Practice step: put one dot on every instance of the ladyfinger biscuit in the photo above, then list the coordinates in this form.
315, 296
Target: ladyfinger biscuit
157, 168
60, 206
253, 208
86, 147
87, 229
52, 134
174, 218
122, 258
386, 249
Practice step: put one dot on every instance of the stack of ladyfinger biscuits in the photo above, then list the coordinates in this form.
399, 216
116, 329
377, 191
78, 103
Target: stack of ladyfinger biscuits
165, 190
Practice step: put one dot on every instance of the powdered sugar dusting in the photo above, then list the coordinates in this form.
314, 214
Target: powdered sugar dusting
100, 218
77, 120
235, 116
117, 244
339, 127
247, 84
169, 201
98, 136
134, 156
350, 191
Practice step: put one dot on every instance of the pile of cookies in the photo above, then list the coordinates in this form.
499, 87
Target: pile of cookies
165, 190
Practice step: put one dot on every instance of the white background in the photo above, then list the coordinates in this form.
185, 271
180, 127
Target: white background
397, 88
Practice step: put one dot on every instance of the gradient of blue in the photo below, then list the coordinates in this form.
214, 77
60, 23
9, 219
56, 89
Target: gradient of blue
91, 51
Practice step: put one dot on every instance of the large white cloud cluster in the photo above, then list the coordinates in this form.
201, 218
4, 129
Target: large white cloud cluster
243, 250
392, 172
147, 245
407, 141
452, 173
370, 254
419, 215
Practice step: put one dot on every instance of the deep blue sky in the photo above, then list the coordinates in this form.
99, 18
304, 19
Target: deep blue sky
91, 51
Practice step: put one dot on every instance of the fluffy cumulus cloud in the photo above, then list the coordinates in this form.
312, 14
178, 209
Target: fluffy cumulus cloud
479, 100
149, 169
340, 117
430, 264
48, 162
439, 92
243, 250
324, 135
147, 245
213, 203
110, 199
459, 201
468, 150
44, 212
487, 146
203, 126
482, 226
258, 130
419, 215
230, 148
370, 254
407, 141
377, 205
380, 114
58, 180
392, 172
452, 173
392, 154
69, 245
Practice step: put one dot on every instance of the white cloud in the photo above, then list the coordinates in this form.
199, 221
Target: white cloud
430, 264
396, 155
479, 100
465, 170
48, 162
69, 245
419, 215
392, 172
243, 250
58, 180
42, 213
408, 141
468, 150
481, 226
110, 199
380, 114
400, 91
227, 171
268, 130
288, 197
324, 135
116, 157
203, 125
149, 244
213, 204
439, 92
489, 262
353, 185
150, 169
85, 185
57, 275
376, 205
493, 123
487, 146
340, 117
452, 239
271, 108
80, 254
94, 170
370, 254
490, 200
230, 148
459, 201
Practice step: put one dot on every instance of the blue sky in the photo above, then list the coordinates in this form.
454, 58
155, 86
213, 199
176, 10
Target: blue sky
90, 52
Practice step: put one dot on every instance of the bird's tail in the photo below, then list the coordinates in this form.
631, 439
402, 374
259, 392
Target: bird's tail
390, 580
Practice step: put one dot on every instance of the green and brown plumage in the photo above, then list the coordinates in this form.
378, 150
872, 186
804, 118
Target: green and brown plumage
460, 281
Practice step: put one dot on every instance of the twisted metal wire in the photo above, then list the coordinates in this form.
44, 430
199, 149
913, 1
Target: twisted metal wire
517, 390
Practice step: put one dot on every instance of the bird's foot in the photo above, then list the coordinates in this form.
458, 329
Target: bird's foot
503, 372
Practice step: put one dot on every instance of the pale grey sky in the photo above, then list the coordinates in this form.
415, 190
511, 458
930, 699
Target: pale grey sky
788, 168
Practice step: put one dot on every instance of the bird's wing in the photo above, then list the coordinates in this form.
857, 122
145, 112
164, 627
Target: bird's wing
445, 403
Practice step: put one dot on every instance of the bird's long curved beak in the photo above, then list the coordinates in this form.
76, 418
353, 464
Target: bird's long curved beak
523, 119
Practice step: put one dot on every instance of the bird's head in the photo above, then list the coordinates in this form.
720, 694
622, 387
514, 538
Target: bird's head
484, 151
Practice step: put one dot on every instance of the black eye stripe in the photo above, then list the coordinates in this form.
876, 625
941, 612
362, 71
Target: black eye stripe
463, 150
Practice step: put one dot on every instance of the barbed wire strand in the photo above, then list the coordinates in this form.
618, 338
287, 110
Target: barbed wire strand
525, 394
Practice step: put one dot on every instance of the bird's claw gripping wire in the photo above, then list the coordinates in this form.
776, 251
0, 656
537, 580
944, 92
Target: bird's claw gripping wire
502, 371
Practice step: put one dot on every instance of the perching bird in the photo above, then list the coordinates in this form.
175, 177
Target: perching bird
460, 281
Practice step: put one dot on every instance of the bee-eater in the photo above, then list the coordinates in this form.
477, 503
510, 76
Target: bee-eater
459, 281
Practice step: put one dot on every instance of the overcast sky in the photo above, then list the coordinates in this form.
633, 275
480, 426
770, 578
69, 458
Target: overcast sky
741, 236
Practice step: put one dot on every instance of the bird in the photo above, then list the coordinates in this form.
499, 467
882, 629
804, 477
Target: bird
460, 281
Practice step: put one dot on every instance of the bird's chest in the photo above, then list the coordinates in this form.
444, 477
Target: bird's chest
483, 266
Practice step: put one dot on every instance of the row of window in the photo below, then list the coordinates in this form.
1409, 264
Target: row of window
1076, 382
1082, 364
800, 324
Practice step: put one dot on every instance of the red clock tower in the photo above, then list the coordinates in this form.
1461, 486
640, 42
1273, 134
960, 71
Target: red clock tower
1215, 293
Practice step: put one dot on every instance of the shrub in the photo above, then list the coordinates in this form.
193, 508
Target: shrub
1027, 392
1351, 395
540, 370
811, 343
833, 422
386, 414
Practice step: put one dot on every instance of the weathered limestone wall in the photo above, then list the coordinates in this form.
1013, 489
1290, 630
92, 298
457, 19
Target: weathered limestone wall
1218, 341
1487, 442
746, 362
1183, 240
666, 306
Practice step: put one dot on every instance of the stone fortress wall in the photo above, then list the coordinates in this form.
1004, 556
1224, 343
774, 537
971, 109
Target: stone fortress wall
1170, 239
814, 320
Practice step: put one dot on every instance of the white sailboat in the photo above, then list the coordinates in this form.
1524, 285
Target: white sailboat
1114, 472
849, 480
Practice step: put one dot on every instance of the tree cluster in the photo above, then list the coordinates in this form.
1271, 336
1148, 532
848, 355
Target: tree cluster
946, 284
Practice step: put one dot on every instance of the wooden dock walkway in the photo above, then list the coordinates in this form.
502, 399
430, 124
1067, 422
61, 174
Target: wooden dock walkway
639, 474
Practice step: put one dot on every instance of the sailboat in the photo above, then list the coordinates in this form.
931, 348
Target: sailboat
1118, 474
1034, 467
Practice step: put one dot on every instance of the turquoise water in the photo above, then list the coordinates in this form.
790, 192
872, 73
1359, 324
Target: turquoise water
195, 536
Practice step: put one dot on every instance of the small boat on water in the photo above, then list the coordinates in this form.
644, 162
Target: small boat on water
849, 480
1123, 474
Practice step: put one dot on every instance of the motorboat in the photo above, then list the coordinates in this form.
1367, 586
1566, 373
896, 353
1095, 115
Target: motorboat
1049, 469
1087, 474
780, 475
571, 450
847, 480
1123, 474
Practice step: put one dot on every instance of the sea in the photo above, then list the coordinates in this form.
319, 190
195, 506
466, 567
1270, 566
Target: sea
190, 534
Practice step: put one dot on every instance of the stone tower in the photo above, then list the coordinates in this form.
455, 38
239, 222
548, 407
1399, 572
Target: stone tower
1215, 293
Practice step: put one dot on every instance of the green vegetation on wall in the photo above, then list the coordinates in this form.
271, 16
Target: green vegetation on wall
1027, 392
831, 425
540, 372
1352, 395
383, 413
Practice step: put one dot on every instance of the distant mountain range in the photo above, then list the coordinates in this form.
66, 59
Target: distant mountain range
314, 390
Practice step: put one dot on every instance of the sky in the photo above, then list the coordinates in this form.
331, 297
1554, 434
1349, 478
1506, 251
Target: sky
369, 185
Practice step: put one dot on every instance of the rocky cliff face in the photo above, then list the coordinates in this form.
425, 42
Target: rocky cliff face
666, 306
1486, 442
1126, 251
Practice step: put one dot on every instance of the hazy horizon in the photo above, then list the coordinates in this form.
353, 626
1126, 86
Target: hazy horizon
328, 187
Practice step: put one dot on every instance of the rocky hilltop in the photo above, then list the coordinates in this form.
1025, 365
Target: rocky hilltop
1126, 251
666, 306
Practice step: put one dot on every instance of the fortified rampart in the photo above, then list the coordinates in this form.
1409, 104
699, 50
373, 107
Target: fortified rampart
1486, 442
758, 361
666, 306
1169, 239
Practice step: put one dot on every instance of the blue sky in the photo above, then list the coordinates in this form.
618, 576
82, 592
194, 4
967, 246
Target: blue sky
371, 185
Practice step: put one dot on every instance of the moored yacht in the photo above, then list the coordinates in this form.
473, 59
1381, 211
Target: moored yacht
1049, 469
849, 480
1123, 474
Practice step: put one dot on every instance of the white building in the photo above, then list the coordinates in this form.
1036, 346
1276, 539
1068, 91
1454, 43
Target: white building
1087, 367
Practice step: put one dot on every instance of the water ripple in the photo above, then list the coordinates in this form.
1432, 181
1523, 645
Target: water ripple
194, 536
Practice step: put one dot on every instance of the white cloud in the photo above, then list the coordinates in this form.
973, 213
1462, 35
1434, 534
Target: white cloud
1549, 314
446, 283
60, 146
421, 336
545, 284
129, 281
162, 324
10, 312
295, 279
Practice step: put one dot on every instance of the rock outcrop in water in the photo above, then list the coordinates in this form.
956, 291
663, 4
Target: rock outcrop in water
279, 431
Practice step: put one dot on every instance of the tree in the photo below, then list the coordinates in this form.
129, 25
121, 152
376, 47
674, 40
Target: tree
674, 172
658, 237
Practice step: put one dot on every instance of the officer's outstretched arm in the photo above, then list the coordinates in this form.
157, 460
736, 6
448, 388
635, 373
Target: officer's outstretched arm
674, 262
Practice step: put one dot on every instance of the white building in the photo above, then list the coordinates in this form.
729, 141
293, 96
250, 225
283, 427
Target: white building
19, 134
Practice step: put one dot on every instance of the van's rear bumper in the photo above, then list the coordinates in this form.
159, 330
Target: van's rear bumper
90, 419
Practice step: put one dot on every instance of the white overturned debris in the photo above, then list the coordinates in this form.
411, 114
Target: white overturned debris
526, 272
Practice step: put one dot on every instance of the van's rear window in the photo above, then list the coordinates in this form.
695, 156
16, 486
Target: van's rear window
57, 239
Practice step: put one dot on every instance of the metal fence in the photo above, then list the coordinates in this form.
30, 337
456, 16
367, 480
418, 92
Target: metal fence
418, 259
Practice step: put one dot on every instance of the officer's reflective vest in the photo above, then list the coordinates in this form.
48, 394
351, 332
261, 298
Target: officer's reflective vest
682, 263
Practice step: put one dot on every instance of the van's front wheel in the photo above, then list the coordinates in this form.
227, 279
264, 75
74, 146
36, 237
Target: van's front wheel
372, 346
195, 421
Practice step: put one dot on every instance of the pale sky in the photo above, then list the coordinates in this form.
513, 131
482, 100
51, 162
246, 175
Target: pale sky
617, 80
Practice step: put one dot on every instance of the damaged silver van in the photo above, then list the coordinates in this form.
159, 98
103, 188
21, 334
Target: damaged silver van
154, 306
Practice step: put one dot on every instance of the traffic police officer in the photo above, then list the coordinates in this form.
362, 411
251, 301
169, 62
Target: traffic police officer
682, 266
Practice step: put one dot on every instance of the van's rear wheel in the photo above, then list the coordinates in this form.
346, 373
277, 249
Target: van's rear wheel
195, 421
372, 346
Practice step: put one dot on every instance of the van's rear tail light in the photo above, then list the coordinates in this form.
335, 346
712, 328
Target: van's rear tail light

--*--

(Task item): Only the lines containing the string "light" are needed; pull them out of the records.

(Answer to the exercise):
Practice step: put one dot on every instance of the van's rear tail light in the photo above, then list the coordinates in this form.
Target: van's rear tail light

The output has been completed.